Source passage:
But they came up with plenty of Medicare Locals. That was pretty impressive, wasn't it? There were layers and layers of bureaucracy, health authorities talking about how to make a better health system and lots of fancy graphs and pie diagrams—you are very good at that too. You kept the government printer busy, that is for sure. But in reality, if you were on the front line, sitting down there in the Mater hospital, trying to see young kids who have a squint and hoping to get them on an unbelievably long state waiting list, Labor offered you nothing at all. If you had serious cavities in your teeth and you happened to have a job, Labor offered you nothing, because you were not poor enough. This extraordinary situation where Labor were rationing health care according to income was appalling.
Last of all, Labor nickelled and dimed private health cover, when before every election they said they would not—and, of course, 40 to 50 per cent of Australians saw their premiums going through the roof and wondered why. We get one chance in this world to get the health system right. This is one of the few nations utterly paralysed in the health debate, because this is the last political frontier where Labor are not collapsing in on themselves. This is the last topic of politics where Labor can talk to Australians and be given at least some credit that they might be able to run the system, but people who really know health know they cannot.
People who really know the system know that Labor are so wedded to not touching the fee-for-service bulk-billing system that they do not talk about any other topic. We cannot even get them to talk about hospital management. We cannot even get them to talk about diagnostic imaging and radiation oncology, where, under the public system, it is almost half as efficient as the private system. I know Labor are prepared to go down there and open the plaques and stand there for photos, but, at the same time, they are funding completely ineffective state hospital systems that are seeing patients at half the rate, and people are waiting twice as long to get treatment.

Data listing:
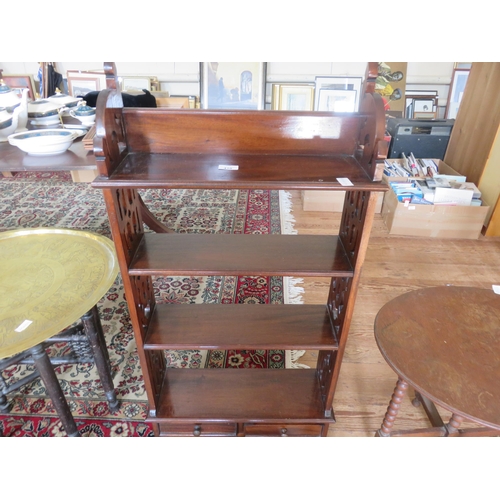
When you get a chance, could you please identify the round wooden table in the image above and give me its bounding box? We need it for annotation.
[0,228,119,436]
[375,286,500,436]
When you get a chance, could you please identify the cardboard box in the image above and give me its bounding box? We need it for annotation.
[301,191,384,214]
[382,160,489,239]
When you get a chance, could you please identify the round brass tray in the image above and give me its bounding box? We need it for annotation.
[0,228,118,358]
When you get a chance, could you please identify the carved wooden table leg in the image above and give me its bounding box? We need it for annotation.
[82,306,120,412]
[446,413,465,436]
[375,379,408,437]
[0,373,12,413]
[30,344,80,437]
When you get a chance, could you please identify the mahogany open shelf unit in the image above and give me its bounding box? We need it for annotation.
[92,63,387,436]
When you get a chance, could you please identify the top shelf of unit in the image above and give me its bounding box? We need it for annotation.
[92,153,387,191]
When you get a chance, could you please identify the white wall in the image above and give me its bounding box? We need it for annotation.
[0,62,454,108]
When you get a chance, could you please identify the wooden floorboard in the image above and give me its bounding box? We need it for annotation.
[291,191,500,437]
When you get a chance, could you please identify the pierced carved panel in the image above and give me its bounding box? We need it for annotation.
[339,191,370,264]
[108,188,144,264]
[144,350,166,417]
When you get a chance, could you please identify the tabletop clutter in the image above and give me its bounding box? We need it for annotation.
[384,153,482,206]
[0,80,95,156]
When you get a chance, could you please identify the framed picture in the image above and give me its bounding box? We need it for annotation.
[405,90,438,119]
[413,111,436,120]
[317,88,358,113]
[67,71,106,97]
[200,62,266,109]
[314,76,363,112]
[271,83,314,111]
[121,76,157,92]
[445,68,470,119]
[2,75,37,101]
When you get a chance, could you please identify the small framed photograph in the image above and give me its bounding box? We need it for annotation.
[121,76,157,92]
[200,62,266,110]
[67,70,106,97]
[271,83,314,111]
[413,99,435,114]
[445,68,470,119]
[317,88,357,113]
[314,76,363,113]
[2,75,37,101]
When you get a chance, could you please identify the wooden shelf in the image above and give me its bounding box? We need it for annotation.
[92,153,387,191]
[144,304,338,350]
[147,368,333,423]
[92,68,388,436]
[129,233,353,277]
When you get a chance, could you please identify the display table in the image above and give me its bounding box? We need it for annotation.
[0,138,97,182]
[375,286,500,436]
[0,228,119,436]
[0,116,97,182]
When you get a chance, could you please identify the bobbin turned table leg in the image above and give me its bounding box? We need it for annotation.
[446,413,465,436]
[375,379,408,437]
[29,344,80,437]
[82,306,120,412]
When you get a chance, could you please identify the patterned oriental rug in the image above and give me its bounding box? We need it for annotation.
[0,172,303,437]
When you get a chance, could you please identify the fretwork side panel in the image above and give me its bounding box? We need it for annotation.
[104,189,144,266]
[94,89,127,177]
[104,189,166,414]
[339,191,370,267]
[317,191,376,412]
[317,278,352,411]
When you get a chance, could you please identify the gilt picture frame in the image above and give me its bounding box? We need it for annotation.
[271,83,314,111]
[314,76,363,112]
[2,75,37,101]
[200,62,267,110]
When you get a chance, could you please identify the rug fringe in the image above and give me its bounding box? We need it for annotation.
[279,190,304,304]
[279,190,297,234]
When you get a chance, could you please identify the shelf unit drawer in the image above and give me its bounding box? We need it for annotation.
[244,424,323,437]
[159,423,237,437]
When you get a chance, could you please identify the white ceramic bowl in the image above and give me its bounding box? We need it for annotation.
[69,106,95,127]
[8,129,80,156]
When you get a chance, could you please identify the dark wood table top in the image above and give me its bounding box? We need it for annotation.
[0,116,97,172]
[375,286,500,429]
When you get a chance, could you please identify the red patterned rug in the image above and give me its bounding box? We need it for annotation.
[0,173,300,437]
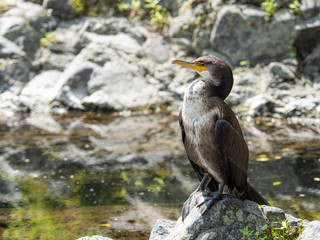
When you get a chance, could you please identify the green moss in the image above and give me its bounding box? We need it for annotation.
[289,0,302,15]
[261,0,278,22]
[241,218,303,240]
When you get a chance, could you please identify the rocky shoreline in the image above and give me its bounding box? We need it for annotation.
[0,0,320,122]
[0,0,320,239]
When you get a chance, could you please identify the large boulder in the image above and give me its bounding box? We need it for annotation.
[149,195,320,240]
[294,16,320,59]
[210,5,297,65]
[20,70,61,112]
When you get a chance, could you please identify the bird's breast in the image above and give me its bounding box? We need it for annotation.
[182,97,221,182]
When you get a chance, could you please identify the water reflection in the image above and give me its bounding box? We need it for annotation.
[0,115,320,239]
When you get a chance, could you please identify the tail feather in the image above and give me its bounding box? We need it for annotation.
[236,182,270,206]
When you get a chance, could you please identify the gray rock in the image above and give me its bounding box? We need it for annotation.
[192,26,211,55]
[26,113,62,133]
[162,195,266,240]
[269,62,295,79]
[149,219,176,240]
[142,37,170,63]
[83,62,157,110]
[299,221,320,240]
[165,9,196,38]
[210,5,297,65]
[294,16,320,59]
[86,17,150,45]
[0,35,25,59]
[42,0,76,19]
[284,98,319,117]
[303,44,320,78]
[0,176,22,207]
[20,70,62,112]
[54,59,101,110]
[84,32,141,54]
[0,1,57,59]
[0,16,26,40]
[0,91,25,118]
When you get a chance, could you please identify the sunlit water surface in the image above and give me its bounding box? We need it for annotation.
[0,115,320,239]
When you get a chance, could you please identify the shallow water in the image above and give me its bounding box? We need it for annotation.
[0,115,320,239]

Work request: Copy out the whole passage above on Labor and the health system, word for word.

Expected output:
But they came up with plenty of Medicare Locals. That was pretty impressive, wasn't it? There were layers and layers of bureaucracy, health authorities talking about how to make a better health system and lots of fancy graphs and pie diagrams—you are very good at that too. You kept the government printer busy, that is for sure. But in reality, if you were on the front line, sitting down there in the Mater hospital, trying to see young kids who have a squint and hoping to get them on an unbelievably long state waiting list, Labor offered you nothing at all. If you had serious cavities in your teeth and you happened to have a job, Labor offered you nothing, because you were not poor enough. This extraordinary situation where Labor were rationing health care according to income was appalling.
Last of all, Labor nickelled and dimed private health cover, when before every election they said they would not—and, of course, 40 to 50 per cent of Australians saw their premiums going through the roof and wondered why. We get one chance in this world to get the health system right. This is one of the few nations utterly paralysed in the health debate, because this is the last political frontier where Labor are not collapsing in on themselves. This is the last topic of politics where Labor can talk to Australians and be given at least some credit that they might be able to run the system, but people who really know health know they cannot.
People who really know the system know that Labor are so wedded to not touching the fee-for-service bulk-billing system that they do not talk about any other topic. We cannot even get them to talk about hospital management. We cannot even get them to talk about diagnostic imaging and radiation oncology, where, under the public system, it is almost half as efficient as the private system. I know Labor are prepared to go down there and open the plaques and stand there for photos, but, at the same time, they are funding completely ineffective state hospital systems that are seeing patients at half the rate, and people are waiting twice as long to get treatment.